Records shown:
= = = = = = =

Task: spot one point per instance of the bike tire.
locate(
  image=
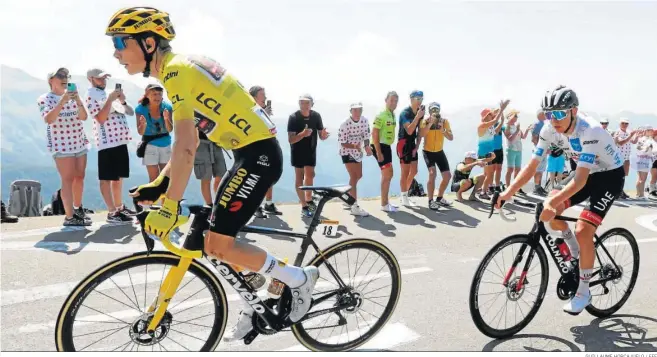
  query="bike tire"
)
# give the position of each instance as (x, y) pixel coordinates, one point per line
(311, 343)
(476, 280)
(635, 273)
(66, 318)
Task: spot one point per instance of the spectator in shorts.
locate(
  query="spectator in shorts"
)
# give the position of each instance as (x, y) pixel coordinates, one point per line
(623, 140)
(498, 150)
(645, 153)
(490, 124)
(112, 136)
(154, 122)
(353, 135)
(408, 144)
(462, 181)
(63, 111)
(209, 162)
(383, 135)
(303, 128)
(259, 95)
(434, 130)
(536, 130)
(514, 137)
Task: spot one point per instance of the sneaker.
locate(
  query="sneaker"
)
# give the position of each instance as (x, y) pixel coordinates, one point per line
(357, 211)
(76, 221)
(577, 304)
(302, 295)
(389, 208)
(443, 202)
(113, 217)
(306, 212)
(259, 213)
(82, 214)
(270, 208)
(243, 326)
(6, 217)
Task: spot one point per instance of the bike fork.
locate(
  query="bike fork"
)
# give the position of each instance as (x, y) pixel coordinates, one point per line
(168, 288)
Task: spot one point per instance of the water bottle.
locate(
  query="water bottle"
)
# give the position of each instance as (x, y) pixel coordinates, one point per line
(563, 249)
(276, 286)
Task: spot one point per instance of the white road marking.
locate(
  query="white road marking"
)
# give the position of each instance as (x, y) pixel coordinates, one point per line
(391, 335)
(648, 221)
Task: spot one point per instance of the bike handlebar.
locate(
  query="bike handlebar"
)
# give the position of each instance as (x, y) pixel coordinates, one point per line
(166, 241)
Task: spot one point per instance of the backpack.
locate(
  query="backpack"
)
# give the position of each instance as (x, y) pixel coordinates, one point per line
(25, 198)
(416, 189)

= = = = = = =

Transcribe the lines character for character, starting at the line that contains "Task: spot one point per instance of the bike handlebar." and ending at the final line above, with both of those lines included.

Solution for this task:
Task: spot one point per instance of the bike handlebar.
locate(
  query="bike handlebar"
)
# give the position of each instance as (x, y) pixel coordinates, one point per line
(166, 241)
Task: spot one point per instance of the backpack.
locate(
  query="backpack"
)
# give the position of each instance as (x, y) pixel coordinates, one point per line
(25, 198)
(416, 189)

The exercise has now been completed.